» EXERCISE: Lay out the entries as a Markdown table with the columns Number and Entry line, one row per line, numbered in order, skipping blank lines. Leave the pictures out of the table.

» INPUT FOR THIS TASK:

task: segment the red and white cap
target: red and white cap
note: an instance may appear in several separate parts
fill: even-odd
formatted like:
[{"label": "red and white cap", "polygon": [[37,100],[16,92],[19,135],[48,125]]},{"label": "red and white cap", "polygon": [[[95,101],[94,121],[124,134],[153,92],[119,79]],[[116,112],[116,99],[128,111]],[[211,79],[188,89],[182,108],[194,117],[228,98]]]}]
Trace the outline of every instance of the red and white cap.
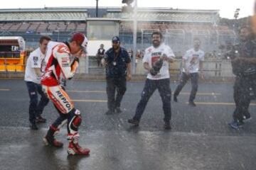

» SOLUTION TO THIS PROBLEM:
| Number | Entry line |
|---|---|
| 1 | task: segment the red and white cap |
| 2 | target: red and white cap |
| 3 | note: an instance may appear in several separate parts |
| 4 | fill: even-odd |
| 5 | formatted like: |
| 6 | [{"label": "red and white cap", "polygon": [[37,100],[16,92],[19,135],[48,125]]},{"label": "red and white cap", "polygon": [[[95,101],[94,121],[124,134],[153,92],[119,79]],[[116,112],[116,99],[128,111]],[[211,79],[188,89],[182,108],[194,117],[228,98]]]}] |
| 7 | Trace the outline of every instance of the red and white cap. |